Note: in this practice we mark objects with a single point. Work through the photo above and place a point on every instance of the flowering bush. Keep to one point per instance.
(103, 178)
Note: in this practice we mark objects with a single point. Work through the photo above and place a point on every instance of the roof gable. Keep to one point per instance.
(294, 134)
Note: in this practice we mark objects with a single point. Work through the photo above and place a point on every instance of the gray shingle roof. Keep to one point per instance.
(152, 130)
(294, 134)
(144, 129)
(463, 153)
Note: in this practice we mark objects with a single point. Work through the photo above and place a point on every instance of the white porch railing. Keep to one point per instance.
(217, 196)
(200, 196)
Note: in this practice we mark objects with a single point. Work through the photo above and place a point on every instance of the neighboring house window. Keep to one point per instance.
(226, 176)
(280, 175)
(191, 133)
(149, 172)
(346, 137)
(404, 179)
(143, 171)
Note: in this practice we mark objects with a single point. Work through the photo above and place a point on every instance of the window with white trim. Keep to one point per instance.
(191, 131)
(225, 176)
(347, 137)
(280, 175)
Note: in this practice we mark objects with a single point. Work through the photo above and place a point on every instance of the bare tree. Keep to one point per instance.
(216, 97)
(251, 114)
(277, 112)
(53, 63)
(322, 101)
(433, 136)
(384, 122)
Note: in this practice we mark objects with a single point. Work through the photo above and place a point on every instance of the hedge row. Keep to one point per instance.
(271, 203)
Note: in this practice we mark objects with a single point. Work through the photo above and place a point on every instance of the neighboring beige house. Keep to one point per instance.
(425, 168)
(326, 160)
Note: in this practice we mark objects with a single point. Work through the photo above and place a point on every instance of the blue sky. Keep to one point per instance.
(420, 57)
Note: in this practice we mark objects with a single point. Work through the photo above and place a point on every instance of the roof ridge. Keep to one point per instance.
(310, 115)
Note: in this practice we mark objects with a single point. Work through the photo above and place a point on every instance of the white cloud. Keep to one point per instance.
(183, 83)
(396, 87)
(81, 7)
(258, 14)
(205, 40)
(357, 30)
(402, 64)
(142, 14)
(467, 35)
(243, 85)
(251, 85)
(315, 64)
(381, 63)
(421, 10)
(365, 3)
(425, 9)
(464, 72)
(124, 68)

##########

YOUR OBJECTIVE -
Print all of the material above again, line for line, with no changes.

THE RESPONSE -
Note: in this practice we mark objects with a single point. Work through the photo above and place a point on every instance of the flowering bush. Keep to one point per instance.
(103, 178)
Note: in this practice we mark objects with a single point. Work through the photo above and place a point on every instance of the roof gable. Keep to one point per instance.
(294, 134)
Note: in this practice we mark objects with a single point. Work through the photo above and place a point on every instance of the gray shingle roof. Keep to one point per instance.
(152, 130)
(294, 134)
(144, 129)
(463, 153)
Note: in this practice we mark objects with a single point. Work through the photo above and place a point on every instance of the white porch railing. Keep to one point per instance.
(217, 196)
(200, 196)
Note: in this practice we mark objects with a single point. Work through the photo above and place a point on every instance of the neighboring house window. Keep to one point per instance.
(226, 176)
(280, 175)
(191, 133)
(149, 172)
(346, 137)
(404, 179)
(143, 171)
Note: in this practice we mark objects with a single point. Work through the photo above and place a point on every instance of the window with white trim. Keep to one point per instance.
(191, 131)
(225, 176)
(347, 137)
(280, 175)
Note: in this practice we mark objects with a single point. Work through the photo above and place a point on every instance of the bare tree. Keep to one point per instance.
(216, 97)
(251, 114)
(277, 112)
(53, 63)
(322, 101)
(433, 136)
(384, 122)
Note: in this practice we mark objects with a single point. Work through the photo above and place a point on every instance of the hedge row. Keep to one point per instance.
(271, 203)
Note: in this practice we mark objects with a single point. Work through the photo above and place a point on every instance of the neighboring beige house. Keep to one point per instance.
(425, 168)
(326, 160)
Note: in this practice we mark objects with a single point. Work through the photo above and place a point on every instance of the blue sky. Keep to one point per instance.
(420, 57)
Note: in this practice we mark objects with a single point. Work through the photo above and place a point on every instance of the roof ridge. Keep to one point per instance.
(310, 115)
Note: in this practice we mark objects with a single point. Work through the photo above and place a point on every instance of the white cloud. Keep to one point per instance.
(183, 83)
(396, 87)
(81, 7)
(258, 14)
(205, 40)
(357, 30)
(402, 64)
(142, 14)
(467, 35)
(243, 85)
(251, 85)
(315, 64)
(381, 63)
(421, 10)
(365, 3)
(425, 9)
(464, 72)
(124, 68)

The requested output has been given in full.